RECORDED DATA

* * * * * * *

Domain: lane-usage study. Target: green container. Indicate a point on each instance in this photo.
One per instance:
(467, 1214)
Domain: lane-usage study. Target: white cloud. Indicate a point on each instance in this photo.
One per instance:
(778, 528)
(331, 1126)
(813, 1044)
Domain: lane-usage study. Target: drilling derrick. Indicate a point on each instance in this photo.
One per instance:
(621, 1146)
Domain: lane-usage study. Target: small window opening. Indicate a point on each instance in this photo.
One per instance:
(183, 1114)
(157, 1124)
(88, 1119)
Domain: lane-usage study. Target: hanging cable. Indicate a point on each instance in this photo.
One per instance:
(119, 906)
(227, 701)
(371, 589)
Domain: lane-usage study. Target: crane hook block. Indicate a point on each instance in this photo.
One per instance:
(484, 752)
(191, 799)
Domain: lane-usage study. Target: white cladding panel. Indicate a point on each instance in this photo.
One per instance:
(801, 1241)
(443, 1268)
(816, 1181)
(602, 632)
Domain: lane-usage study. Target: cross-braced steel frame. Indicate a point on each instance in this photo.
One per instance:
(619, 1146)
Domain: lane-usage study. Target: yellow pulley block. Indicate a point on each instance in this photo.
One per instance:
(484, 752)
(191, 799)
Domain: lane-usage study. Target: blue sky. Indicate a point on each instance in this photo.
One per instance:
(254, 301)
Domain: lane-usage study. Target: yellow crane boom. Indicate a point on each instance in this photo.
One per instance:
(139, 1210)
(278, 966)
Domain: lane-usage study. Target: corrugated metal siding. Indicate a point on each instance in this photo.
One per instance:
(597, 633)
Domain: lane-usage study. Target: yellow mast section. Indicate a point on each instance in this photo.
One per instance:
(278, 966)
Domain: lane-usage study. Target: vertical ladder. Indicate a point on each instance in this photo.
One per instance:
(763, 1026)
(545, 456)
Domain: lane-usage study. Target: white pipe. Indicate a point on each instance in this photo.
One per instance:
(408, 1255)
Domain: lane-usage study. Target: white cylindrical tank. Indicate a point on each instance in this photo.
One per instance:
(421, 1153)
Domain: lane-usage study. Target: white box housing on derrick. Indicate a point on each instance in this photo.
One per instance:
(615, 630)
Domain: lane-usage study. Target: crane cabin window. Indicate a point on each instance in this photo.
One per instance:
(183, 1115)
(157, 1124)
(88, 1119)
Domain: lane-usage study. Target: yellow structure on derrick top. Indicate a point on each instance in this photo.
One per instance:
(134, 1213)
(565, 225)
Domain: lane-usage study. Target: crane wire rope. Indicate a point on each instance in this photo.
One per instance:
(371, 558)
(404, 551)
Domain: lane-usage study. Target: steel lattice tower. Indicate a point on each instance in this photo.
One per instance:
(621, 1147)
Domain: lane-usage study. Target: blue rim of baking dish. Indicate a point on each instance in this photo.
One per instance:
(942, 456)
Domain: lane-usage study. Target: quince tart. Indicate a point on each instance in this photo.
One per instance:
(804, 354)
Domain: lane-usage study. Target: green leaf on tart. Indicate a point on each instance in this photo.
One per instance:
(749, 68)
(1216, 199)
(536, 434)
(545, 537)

* * * * * * *

REQUIRED WORK
Every entry is to be printed exactly as given.

WRITTEN SOLUTION
Domain: lane-usage study. Target: green container. Indicate a point on each instance in this photo.
One per instance:
(467, 1214)
Domain: lane-usage study. Target: white cloud. Indicate a point on each instance in this photo.
One per instance:
(778, 528)
(331, 1126)
(813, 1044)
Domain: lane-usage study. Target: drilling derrick. Indicate a point on each instance in this photo.
One per instance:
(621, 1146)
Domain: lane-usage study. Target: small window opening. Indicate a point on each instance in this photo.
One per instance:
(183, 1114)
(157, 1124)
(88, 1119)
Domain: lane-usage study. Target: hanging cable. Indicate a point on each instance in this photo.
One per instance:
(119, 906)
(227, 701)
(371, 589)
Domain: lane-usage study. Target: crane hook block. Indicate a point on each instance in this photo.
One per instance:
(484, 752)
(191, 799)
Domain: lane-usage study. Target: white cladding panel. Indicate a point on each instance in this photo.
One per instance:
(801, 1241)
(443, 1268)
(816, 1181)
(602, 632)
Domain: lane-usage study. Target: cross-braced steel frame. Indicate a point on each instance in this photo.
One per instance:
(619, 1146)
Domain: lane-usage study. Target: yellow pulley block. Indicate a point on each instance in this photo.
One per instance:
(484, 752)
(191, 799)
Domain: lane-usage study. Target: blue sky. Indicate a point on each instance in this photo.
One per instance:
(254, 301)
Domain: lane-usage study. Target: yellow crane boom. Indicate a point on each instance in this photo.
One per instance:
(139, 1210)
(278, 966)
Domain: lane-usage study. Target: corrugated metal siding. Indicate a point on each instance in this photo.
One per instance:
(597, 633)
Domain: lane-usage study. Target: yellow mast section. Indicate a point on each instance in this photo.
One per instance:
(278, 966)
Domain: lane-usage study. Target: vertical ladder. Indicate a point on each instance in this photo.
One per instance:
(763, 1026)
(545, 456)
Domain: lane-usage study. Target: white pipe. Indicate a point on each instance in this photo.
One per instance:
(408, 1255)
Domain: lane-usage study. Target: white cylindrical tank. Indicate a point on each instance in this photo.
One per instance:
(421, 1153)
Domain: lane-usage study. Target: white box housing on derrick. Indicate a point on each instance in this photo.
One per instance:
(615, 630)
Domain: lane-usage study. Target: crane cabin window. Indicate a point on each instance in this photo.
One per instance:
(183, 1115)
(157, 1124)
(88, 1119)
Domain: lane-usage study. Target: yellow structure on derrick top. Indicate a point on each instance in this photo.
One per instance:
(134, 1213)
(565, 225)
Domain: lane-usage study. Target: crane wire rope. Indicate a point on each instance in this photo.
One per instance:
(371, 558)
(404, 551)
Domain: lane-usage study. Target: steel lattice tower. Indicate a point on each instance in this photo.
One per instance:
(621, 1147)
Domain: lane-usage study. Target: blue rim of baking dish. Indicate a point on each instance in this photo.
One per instance:
(942, 456)
Domain: lane-usage study. Target: quince tart. Indicate a point on each instance in this photo.
One per instance:
(804, 354)
Domain: lane-usage study. Target: green leaf on tart. Indicate a point on each instance in this photo.
One per instance:
(749, 68)
(1216, 199)
(536, 434)
(545, 537)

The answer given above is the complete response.